● **Source passage**
========================

Create forward function using intermediate layers from pretrained model

I am trying to do some visual attention using an implementation of the EfficientNet found here which is already pretrained. In order to use the features of the attention I need to get specific layers from the EfficienNet model and then use them in my last Linear layer.
However, I do no know how to use get these intermediate layers in feed them to my attention blocks.

class AttentionNet(nn.Module):
    def __init__(self, num_classes):
        self.model = EfficientNet.from_pretrained('efficientnet-b2')

        # This are my attention layers
        self.projector = ProjectorBlock(256, 512)
        self.attn1 = LinearAttentionBlock(in_features=512, normalize_attn=True)
        self.attn2 = LinearAttentionBlock(in_features=512, normalize_attn=True)
        self.attn3 = LinearAttentionBlock(in_features=512, normalize_attn=True)

        #This is my classification layer
        self.classification = nn.Linear(in_features=512*3, out_features=4, bias=True)

        #This is the layer I want to access
        self.inter_1 = self.model._blocks[0]._bn2

    def forward(self, x):
        x = self.model.forward(x)
        # l1 = Get features from self.inter_1

        c1, g1 = self.attn1(self.projector(l1), x)
        x = self.classify(g1)  # batch_sizexnum_classes
        return [x, c1]

The easiest way is probably to subclass the EfficientNet class and override the forward to integrate extract_features into forward and then return what you need.

Best regards


1 Like

For a baseline post-hoc torchvision.model implementation of this idea look here

Or you could use my EfficientNet impl, it supports feature extraction out of the box :slight_smile:

I’m currently refining the feature, so most up to date is on my ‘features’ branch .

It was intended for grabbing features appropriate for feature pyramid network style inputs (obj detection, segmentation, keypoints, etc) as you can see below… so it lets you grab the deepest set of features at each stride level at preset points. Not quite what you want as you seem to be keeping the last FC and have a more specific point in mind…

>>> import timm
>>> m = timm.create_model('efficientnet_b2', pretrained=True, features_only=True, out_indices=(1,4), feature_location='expansion)
>>> m.feature_info.module_name()
['blocks.1.2.conv_pwl', 'blocks.6.1.conv_pwl']
>>> m.feature_info.channels()
[144, 2112]

For your case though, you could utilise the utilities I’ve put together to help with feature extraction… see example below, skipping your projection/attn blocks for clarity

import timm
from timm.models.features import FeatureHooks

class AttentionNet(nn.Module):
    def __init__(self, num_classes):
        self.hook_loc = 'blocks.0.0.bn2'
        self.model = timm.create_model('efficientnet_b2', pretrained=True, num_classes=num_classes)
        self.hooks = FeatureHooks([dict(module=self.hook_loc)], self.model.named_modules())
        # ...

    def forward(self, x):
        x = self.model.forward(x)
        l1 = self.hooks.get_output(x.device)[self.hook_loc]

        # ....
        return [x, l1]

>>> aa = AttentionNet(1000)
>>> o = aa(torch.randn(2, 3, 224, 224))
>>> for x in o:
...   print(x.shape)
torch.Size([2, 1000])
torch.Size([2, 16, 112, 112])

========================

● **Exercise requirements**
(1) In the first AttentionNet class in the thread, the __init__ method assigns several attributes on self. List the name of each one.
(2) Copy out the rows below word for word, leaving nothing out.

Items listed in a dataset:
========================

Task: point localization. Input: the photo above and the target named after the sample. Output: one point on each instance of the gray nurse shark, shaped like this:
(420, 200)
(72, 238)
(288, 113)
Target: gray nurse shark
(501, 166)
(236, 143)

========================

● **Solution list**
(1) model, projector, attn1, attn2, attn3, classification, inter_1

(2)
Task: point localization. Input: the photo above and the target named after the sample. Output: one point on each instance of the gray nurse shark, shaped like this:
(420, 200)
(72, 238)
(288, 113)
Target: gray nurse shark
(501, 166)
(236, 143)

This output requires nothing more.